#### MATERIAL FOR THE TASK:
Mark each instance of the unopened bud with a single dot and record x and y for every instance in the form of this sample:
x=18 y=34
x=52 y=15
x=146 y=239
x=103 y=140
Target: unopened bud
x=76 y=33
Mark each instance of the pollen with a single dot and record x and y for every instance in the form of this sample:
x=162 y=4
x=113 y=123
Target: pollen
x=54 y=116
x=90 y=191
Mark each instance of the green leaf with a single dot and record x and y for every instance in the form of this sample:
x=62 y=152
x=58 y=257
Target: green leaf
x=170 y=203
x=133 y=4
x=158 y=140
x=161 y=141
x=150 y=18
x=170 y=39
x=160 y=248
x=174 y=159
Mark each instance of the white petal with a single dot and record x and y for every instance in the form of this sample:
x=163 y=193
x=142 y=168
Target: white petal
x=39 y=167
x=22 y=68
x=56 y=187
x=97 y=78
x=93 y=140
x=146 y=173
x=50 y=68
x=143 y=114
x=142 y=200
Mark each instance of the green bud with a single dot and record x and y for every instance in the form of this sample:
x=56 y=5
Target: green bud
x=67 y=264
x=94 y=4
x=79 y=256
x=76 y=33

#### WORK REQUEST:
In the material above, find each line containing the word "record" and copy it.

#### YOUR RESPONSE:
Mark each instance of the unopened bud with a single dot and record x and y for every instance in the form of this sample:
Mark each instance of the pollen with a single dot and record x and y for every instance in the form of this sample:
Mark each instance of the green leaf with a single dot and record x and y for every instance in the form of this sample:
Mark each instance of the white petal with a single dot and record x and y for every instance in the form of this sample:
Mark each instance of the green bud with a single dot and record x and y for every instance in the form of this sample:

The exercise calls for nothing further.